Count the lines below that contain the string "ObjectDetector". Give only the number.

(Records from a dataset)
——
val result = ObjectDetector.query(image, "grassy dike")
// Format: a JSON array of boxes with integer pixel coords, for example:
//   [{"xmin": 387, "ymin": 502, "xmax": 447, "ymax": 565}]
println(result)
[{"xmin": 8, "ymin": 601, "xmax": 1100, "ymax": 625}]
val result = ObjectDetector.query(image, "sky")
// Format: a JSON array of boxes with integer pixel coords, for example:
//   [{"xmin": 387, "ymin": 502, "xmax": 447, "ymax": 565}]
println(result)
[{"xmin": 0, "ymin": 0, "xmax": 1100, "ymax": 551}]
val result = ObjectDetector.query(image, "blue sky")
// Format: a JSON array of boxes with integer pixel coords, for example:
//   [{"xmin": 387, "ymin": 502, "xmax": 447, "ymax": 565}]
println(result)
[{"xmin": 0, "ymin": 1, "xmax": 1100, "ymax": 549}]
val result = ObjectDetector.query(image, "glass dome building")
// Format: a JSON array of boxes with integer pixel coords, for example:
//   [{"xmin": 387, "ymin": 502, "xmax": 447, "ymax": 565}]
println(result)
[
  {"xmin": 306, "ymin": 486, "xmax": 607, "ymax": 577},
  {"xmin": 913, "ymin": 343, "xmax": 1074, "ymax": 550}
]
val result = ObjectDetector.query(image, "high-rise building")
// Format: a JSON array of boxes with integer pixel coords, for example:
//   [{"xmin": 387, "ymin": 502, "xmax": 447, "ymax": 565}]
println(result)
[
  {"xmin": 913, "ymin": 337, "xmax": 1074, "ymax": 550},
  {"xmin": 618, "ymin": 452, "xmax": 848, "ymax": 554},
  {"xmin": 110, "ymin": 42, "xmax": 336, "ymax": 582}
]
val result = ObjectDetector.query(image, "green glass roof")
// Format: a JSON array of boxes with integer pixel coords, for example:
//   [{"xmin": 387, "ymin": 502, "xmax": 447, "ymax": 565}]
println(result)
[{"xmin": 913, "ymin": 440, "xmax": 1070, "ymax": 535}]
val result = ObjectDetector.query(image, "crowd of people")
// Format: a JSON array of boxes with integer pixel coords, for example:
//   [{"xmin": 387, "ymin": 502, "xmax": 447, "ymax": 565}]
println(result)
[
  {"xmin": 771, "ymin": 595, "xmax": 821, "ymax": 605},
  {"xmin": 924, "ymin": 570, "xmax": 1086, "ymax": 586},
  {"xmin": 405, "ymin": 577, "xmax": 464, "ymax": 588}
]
——
* _Response_:
7